◆ STORED DATA ◆
┄┄┄┄┄┄┄┄┄┄┄┄┄┄┄┄┄┄┄┄

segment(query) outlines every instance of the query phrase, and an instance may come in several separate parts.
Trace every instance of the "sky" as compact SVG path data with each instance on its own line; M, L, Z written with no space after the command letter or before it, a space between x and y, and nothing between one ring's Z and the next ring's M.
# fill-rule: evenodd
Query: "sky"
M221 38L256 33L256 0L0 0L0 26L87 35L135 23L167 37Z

┄┄┄┄┄┄┄┄┄┄┄┄┄┄┄┄┄┄┄┄

◆ GIVEN TASK ◆
Pull out each line of the rows above that contains the word "every", copying each line in full.

◆ CORRECT RESULT ◆
segment(query) outlines every instance of the query phrase, and an instance may come in several separate parts.
Trace every instance of the "sky" as compact SVG path data with each instance on its own line; M, L, Z written with no space after the command letter or before it, a space between x and y, and nothing between one ring's Z and the next ring's M.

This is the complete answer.